# [TEXT SEGMENT]
The intense noise of metallic hammering and low-pitched clunky thumps is only surpassed by the scent. Be it a scent, aroma, or smell, this I do not quite know. But it is magic, a blend of fresh dry wood and wafts of char and toast, with, if one draws deeply, a sharp hit of sweat.
A French cooperage producing new barrels to which the world’s best winemakers entrust the fruits of their labour is a magical site. And for one who has seemingly forever taken the role of barrels in the process leading towards the final wine for granted – like moi – it is a place of wonder that makes me look at that 225-litre barrique in a new light. One of awe and bewilderment, and respect.
Tonnellerie Sylvain, based in Saint-Denis-de-Pile, an oak-leaf’s blow north-west of Pomerol on Bordeaux’s Right Bank, is one of the world’s most renowned brands in the hallowed world of premium French wine barrels. While the action is in the cooperage filled with – mostly – men splicing massive oak logs, setting staves in steel hoops, firing the half-set vessels over knee-high flames and rolling the barrels about the cavernous space, it all begins in the forest. The earth and the soil, here where the oak trees grow and live in the climes of rural France ranging from searing hot summers to arctic winters.
France loves its forests – some 18m hectares of the country is declared forest, one-third of which is oak. Large parts of this natural oak wilderness can be attributed to the foresight of a couple of noble historical French figures. Such as King Louis the 14th and one Napoleon Bonaparte, both of whom decreed that the central parts of their motherland be planted to oak trees for the building of ships in order to fortify the navy of La Grande Nation. Although with his known love of wine, Napoleon might well have seen the forests’ other potential.
Of course, were warships still built from wood, the global wine industry would be in a pit of a pickle. But it is not so, thus French cooperages have an abundant supply of trees from which to craft barrels to assist the wine world in producing the good stuff.

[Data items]

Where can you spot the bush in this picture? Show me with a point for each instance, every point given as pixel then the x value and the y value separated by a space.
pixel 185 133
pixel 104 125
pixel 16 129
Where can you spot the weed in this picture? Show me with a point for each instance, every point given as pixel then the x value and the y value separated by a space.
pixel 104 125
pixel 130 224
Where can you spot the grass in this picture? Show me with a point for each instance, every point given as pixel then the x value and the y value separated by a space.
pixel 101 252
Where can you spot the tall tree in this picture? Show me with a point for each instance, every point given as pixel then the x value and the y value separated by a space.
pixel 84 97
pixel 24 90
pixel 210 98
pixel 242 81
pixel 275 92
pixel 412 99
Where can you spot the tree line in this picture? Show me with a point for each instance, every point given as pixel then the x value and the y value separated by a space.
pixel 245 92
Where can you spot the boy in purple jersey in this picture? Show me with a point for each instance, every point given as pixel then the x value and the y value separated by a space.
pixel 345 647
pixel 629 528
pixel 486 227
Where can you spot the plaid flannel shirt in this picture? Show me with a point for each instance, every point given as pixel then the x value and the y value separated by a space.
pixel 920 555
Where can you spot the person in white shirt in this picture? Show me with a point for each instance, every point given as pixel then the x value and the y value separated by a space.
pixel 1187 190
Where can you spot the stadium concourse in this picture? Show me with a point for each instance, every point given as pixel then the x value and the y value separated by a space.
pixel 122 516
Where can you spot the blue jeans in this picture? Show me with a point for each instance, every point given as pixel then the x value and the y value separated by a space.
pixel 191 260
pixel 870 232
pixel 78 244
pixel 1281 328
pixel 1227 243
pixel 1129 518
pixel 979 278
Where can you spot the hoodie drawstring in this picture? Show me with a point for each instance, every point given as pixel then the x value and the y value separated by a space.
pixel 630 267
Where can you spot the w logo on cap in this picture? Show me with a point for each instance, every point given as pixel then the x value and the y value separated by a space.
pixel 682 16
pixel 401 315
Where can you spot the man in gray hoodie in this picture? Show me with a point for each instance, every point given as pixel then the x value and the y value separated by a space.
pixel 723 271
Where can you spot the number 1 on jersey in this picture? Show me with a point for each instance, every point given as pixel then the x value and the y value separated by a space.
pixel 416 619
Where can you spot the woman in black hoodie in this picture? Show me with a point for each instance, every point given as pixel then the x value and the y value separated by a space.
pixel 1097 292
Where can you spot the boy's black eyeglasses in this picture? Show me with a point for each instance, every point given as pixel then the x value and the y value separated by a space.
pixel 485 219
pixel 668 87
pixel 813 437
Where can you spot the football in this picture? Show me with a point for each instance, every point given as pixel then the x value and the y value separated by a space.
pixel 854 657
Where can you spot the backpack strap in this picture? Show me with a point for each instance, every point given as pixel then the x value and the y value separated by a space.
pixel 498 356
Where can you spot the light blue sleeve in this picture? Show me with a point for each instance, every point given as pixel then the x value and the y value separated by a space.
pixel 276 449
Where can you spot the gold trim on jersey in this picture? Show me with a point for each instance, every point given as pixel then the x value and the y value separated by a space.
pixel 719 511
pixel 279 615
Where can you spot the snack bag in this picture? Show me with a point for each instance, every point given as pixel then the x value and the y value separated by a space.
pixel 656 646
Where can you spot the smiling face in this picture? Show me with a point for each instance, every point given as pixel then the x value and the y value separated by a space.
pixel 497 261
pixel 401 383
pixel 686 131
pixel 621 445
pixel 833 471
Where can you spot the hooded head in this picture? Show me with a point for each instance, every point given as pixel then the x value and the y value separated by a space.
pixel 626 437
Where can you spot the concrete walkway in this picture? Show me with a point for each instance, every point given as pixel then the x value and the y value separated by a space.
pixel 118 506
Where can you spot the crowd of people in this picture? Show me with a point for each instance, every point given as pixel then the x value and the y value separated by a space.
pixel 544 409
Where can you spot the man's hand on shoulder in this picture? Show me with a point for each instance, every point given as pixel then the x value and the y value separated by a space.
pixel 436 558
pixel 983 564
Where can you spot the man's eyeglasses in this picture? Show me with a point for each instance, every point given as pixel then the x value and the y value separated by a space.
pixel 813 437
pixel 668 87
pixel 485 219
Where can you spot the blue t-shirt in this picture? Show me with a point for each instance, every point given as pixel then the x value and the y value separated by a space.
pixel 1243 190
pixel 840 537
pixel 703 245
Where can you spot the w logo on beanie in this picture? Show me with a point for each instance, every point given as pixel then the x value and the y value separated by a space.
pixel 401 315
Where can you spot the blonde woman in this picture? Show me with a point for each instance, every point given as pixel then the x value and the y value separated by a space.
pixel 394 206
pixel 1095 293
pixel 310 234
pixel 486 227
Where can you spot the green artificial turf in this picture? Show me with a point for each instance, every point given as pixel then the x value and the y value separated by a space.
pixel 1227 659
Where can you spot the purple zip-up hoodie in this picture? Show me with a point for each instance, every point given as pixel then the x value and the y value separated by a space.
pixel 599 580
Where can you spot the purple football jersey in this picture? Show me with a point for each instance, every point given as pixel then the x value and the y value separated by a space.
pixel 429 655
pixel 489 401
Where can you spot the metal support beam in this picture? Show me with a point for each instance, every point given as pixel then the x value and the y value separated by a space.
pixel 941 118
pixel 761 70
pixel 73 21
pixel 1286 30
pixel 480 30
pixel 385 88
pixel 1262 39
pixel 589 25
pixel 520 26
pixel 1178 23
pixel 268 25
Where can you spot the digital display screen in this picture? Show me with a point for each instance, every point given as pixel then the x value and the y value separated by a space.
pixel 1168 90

# [REQUIRED TASK 1]
In the text about the French cooperage, where is Tonnellerie Sylvain based?
# [REQUIRED TASK 2]
Change the cooperage text from "The intense noise" up to and including "bewilderment, and respect.", putting "fragrance" wherever "scent" appears.
These rows come from a separate source.

# [TASK RESULT 1]
Saint-Denis-de-Pile, north-west of Pomerol on Bordeaux's Right Bank.

# [TASK RESULT 2]
The intense noise of metallic hammering and low-pitched clunky thumps is only surpassed by the fragrance. Be it a fragrance, aroma, or smell, this I do not quite know. But it is magic, a blend of fresh dry wood and wafts of char and toast, with, if one draws deeply, a sharp hit of sweat.
A French cooperage producing new barrels to which the world’s best winemakers entrust the fruits of their labour is a magical site. And for one who has seemingly forever taken the role of barrels in the process leading towards the final wine for granted – like moi – it is a place of wonder that makes me look at that 225-litre barrique in a new light. One of awe and bewilderment, and respect.